Top of Study text

So I apologize if this is off-topic, but I don’t think so. It goes directly to how we evaluate companies.
Over the last few months I have noticed a consistent lack of satisfaction with company results overall. Bear is (and has been) in higher levels of cash for a while, Saul seems to put the words “mixed results” in more and more of his company summaries, there have been complaints about companies being sold because one parameter or ratio doesn’t meet preconceived notions of greatness.
All of this has led me to try think about what is changing, because it seems to me it is. I have come up with a few potential causes.
1- we have gotten too picky/greedy:
This is self explanatory and one I would guess Saul favors. There are many quarterly ratios that get compared and if only one is down slightly if feels like some people are almost fighting to be the first one out so that they can say, “I’m out!” 20 minutes after an earnings report comes out. I understand that you don’t want to overstay your welcome but sometimes this seems way overdone.
2- the business environment is changing (ie recession and/or the “Covid environment” is receding):
This one is a little more subtle, but is somewhat related to the first. It seems that there is very little discussion on these boards about the macro environment in context with results. Even the greatest companies are affected by the macro environment. In other words, if a recession is coming and growth rates are dropping because businesses are pulling back spending, but the growth is still strong and likely to pick up again once economic growth picks up, do you really want to sell? Maybe, if you really want to try to be nimble, but I am not sure that I would. If the larger business trends stay in tact I am not sure you get in and out to your advantage by trying to predict when a recession will start or end. My favorite holding period is forever ( ha ha, stolen quote)

Bottom of Study text
Top of Data provided

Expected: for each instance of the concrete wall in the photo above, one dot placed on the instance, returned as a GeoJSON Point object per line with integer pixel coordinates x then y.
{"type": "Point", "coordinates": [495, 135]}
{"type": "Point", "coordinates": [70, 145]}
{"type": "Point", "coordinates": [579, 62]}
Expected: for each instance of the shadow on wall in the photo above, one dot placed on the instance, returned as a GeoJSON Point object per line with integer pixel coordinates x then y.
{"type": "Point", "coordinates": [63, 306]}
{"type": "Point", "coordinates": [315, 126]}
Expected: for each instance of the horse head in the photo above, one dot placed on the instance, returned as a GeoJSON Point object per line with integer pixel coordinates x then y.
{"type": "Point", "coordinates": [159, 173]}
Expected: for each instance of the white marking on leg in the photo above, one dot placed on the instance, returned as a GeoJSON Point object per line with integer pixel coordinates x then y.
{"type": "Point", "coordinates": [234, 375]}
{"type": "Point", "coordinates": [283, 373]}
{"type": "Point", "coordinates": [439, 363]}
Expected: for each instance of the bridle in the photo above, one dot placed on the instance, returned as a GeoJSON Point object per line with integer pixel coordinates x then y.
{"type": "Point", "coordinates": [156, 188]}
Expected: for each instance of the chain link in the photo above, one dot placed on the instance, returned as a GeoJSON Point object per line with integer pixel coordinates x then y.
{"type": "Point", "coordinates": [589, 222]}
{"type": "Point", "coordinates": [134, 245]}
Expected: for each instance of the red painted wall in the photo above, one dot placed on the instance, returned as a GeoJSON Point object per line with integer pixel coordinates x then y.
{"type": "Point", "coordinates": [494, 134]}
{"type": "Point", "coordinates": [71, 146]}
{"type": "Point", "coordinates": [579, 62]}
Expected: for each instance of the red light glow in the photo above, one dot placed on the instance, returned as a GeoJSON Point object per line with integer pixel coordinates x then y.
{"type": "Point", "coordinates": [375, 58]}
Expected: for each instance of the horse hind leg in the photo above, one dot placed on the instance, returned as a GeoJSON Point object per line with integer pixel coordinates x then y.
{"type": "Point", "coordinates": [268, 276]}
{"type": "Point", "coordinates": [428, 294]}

Bottom of Data provided

▶ _About this exercise_: Extend the post on evaluating company results, picking up right after its final sentence. The rows play no part in this work.

▶ _Task result_:
3- The business world is coming out of a broad sea change. I think this is the most interesting one and probably the most controversial one. Here, I am thinking very broadly. I have been on this board since the early days. Back then, Saul owned stocks like Skecthers, and single family home builders (forget the name) who were carving out market share. These companies were growing 20-30%, made products and had normal margins, it almost seems naive to think about now, but that is the truth. The growth of the cloud and the advent of SAAS software companies to support it has created an opportunity in the investment world. Saul was very early in recognizing this and his amazing results over the last 4-5 years are a testament to this. He found companies growing at huge rates, with growing gross margins, that were selling at cheap prices because they were not yet making money. Salesforce and Amazon were the initiators of all this but then the need for different aspects of this shift has created first movers in multiple spaces. I am sure there are more spaces out there but I am wondering if many of the first movers have been created. The Snowflakes, Cloudflares, and Datadogs have first mover advantages and I would expect them to keep growing and broaden their offerings to to take advantage of this size/first mover advantage. But if the theory is correct, I would expect growth rates to moderate, certainly at much better growth rates than a few years back but maybe the 60-80% growth rates we have seen are unreasonable to expect to continue. As an example, buying Amazon when it was growing at 30-40% for a couple decades turned out to be a pretty good investment and once they got to certain size, other on-line retailers had a tough time competing. They just won by moving into broader and broader categories.
Anyway. There is a lot more here I could say but I’d be curious to hear other opinions. Maybe the world has changed forever, maybe not. To be very clear, I am in no way saying that any of this is dying or in some way related to the dot com type comparisons. I think the world has changed and this area is the future. The question is whether we are moving out of a “startup” phase of this business cycle to the “high growth” phase and that we need to be cognizant of this when looking for the best companies to own.